Baris anotasi posisi:
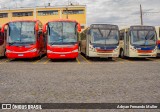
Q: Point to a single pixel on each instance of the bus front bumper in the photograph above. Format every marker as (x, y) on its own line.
(62, 55)
(22, 55)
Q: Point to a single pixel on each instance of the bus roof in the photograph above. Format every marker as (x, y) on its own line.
(24, 21)
(138, 27)
(63, 20)
(107, 26)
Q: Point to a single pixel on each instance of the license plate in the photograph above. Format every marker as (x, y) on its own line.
(20, 55)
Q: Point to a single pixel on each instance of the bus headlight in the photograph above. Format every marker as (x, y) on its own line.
(8, 51)
(133, 49)
(33, 50)
(75, 50)
(49, 51)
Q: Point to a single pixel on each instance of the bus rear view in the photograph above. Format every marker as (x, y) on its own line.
(24, 39)
(100, 40)
(62, 39)
(138, 41)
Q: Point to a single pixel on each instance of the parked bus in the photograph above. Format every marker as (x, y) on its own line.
(100, 40)
(158, 42)
(138, 41)
(24, 39)
(62, 39)
(2, 43)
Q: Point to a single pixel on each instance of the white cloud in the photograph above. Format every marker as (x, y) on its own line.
(121, 12)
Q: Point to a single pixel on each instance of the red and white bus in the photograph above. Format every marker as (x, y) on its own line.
(24, 39)
(62, 39)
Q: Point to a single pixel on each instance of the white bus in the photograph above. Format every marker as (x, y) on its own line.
(138, 41)
(2, 43)
(100, 40)
(158, 41)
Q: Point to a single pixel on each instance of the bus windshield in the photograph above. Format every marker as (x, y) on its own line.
(104, 36)
(21, 33)
(62, 33)
(143, 38)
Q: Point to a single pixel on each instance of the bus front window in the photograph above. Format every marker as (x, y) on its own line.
(104, 36)
(143, 38)
(21, 33)
(62, 33)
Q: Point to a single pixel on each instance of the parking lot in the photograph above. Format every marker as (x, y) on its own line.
(82, 80)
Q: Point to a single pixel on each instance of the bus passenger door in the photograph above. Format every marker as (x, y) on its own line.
(2, 46)
(126, 44)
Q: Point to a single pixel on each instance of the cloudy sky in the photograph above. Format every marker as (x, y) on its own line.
(121, 12)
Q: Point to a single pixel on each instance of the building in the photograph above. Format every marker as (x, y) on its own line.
(44, 14)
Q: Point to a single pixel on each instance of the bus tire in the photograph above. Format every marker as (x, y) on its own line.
(122, 54)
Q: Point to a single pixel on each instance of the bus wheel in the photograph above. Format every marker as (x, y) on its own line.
(122, 54)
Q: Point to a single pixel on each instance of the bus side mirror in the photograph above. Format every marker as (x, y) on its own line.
(3, 28)
(79, 27)
(45, 28)
(40, 32)
(89, 32)
(37, 27)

== Yang diminta ==
Tukar setiap "photograph" dengan "image" di semua baris di atas, lalu tulis ulang baris-baris itu tanpa perubahan lain. Jangan sertakan gambarnya dalam jawaban.

== Hasil yang benar ==
Q: Point to a single pixel on each instance of the bus front bumper in the image above. Format every marker as (x, y) on its own line.
(62, 55)
(22, 55)
Q: Point to a single pixel on each instance of the bus roof in the image above. Format every marker as (x, y) on its own line.
(24, 21)
(138, 27)
(63, 20)
(107, 26)
Q: Point to a single pixel on each instance of the license plate in the image above. Format every marker as (x, y) on its own line.
(20, 55)
Q: Point to a single pixel on each instance of the bus headlight in the image above. Format every marker as (x, y) on its own line.
(8, 51)
(133, 49)
(33, 50)
(75, 50)
(49, 51)
Q: Point to a single pixel on each instance of the bus rear view in the image above. Format every marker as (x, y) on its own line.
(24, 39)
(100, 40)
(62, 39)
(138, 41)
Q: Point to a single pixel on each instance of the parked bus in the image above. Format every marker as (x, y) on its own line.
(100, 40)
(158, 42)
(138, 41)
(24, 39)
(62, 39)
(2, 43)
Q: Point to a single pixel on each instance of the white cloud in the image above. Format every marker as (x, y) on its own line.
(121, 12)
Q: Point to a single pixel on each instance of the red and white bus in the image above. Format every marker as (x, y) on its own line.
(24, 39)
(62, 39)
Q: Point to a single pixel on each instance of the white bus in the image above. Format every marker as (x, y) on its own line.
(138, 41)
(2, 43)
(100, 40)
(158, 41)
Q: Point to a single pixel on each instance of the bus windshield in the image above. Format every marker as (x, y) on its own line.
(104, 36)
(21, 33)
(62, 33)
(143, 38)
Q: Point to a single pixel on each instance of the bus front window in the image above. Format every marker as (x, y) on its own line.
(104, 36)
(143, 38)
(21, 33)
(62, 33)
Q: Point to a single pixel on each instance of the parking lot in the image above. Format every marker as (x, y) on its own line.
(82, 80)
Q: Point to a single pixel on each instance of the bus passenger door in the image above. Format every marker as (x, y) on its own line.
(2, 46)
(126, 44)
Q: Point to a single pixel on each instance of the cloudy sky in the image above. Format every marker as (x, y) on its own line.
(121, 12)
Q: Point to a single pixel on each instance of the building in the image above. Format every marker as (x, y) on its own line.
(44, 14)
Q: Point to a single pixel on each instance of the bus tire in the image above. Format every marker as (x, y) on its own line.
(122, 54)
Q: Point to a single pixel on each instance of the bus wheel in the image above. Format every marker as (x, y) on its own line.
(122, 54)
Q: Point to a single pixel on each instance of the bus side mirror in the image above. Format every marker as (x, y) on its own line.
(3, 28)
(79, 27)
(45, 28)
(40, 32)
(89, 32)
(37, 27)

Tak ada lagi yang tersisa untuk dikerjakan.